==== Given entries ====
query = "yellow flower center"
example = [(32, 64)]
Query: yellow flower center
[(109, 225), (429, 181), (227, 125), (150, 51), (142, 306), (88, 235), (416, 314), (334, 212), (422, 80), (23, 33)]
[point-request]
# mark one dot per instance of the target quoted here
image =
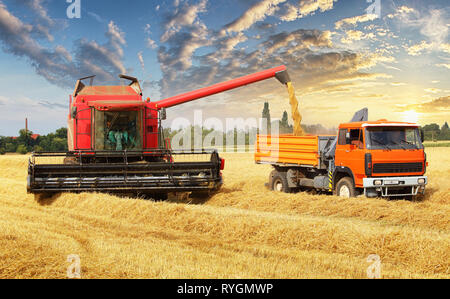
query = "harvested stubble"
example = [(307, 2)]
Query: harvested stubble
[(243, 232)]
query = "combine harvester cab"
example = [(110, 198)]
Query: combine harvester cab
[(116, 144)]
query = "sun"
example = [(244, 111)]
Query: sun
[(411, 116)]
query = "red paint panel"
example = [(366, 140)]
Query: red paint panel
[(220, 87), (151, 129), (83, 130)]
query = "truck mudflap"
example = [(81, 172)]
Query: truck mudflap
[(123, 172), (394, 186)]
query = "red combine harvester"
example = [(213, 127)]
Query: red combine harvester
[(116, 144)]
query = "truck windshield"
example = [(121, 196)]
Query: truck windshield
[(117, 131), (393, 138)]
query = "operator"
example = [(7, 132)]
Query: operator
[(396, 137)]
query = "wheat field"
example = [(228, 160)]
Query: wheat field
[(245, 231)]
====
==== Given entries ====
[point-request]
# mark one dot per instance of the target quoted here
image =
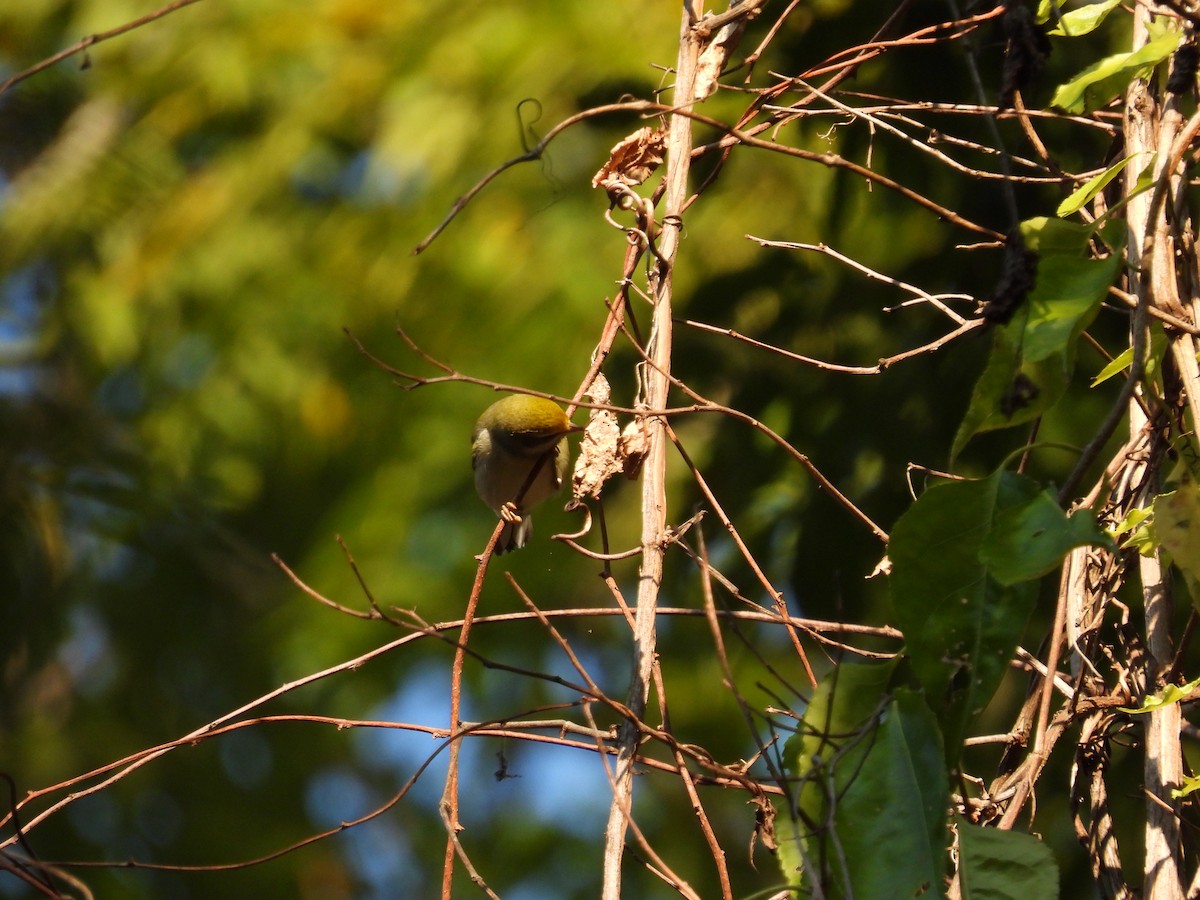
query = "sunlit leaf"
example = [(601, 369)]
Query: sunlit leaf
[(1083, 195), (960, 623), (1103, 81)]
====
**What is needed**
Copy out every line in the rows above that contains the word "windshield", each on its own line.

**Exercise output**
query = "truck windshield"
Query: truck windshield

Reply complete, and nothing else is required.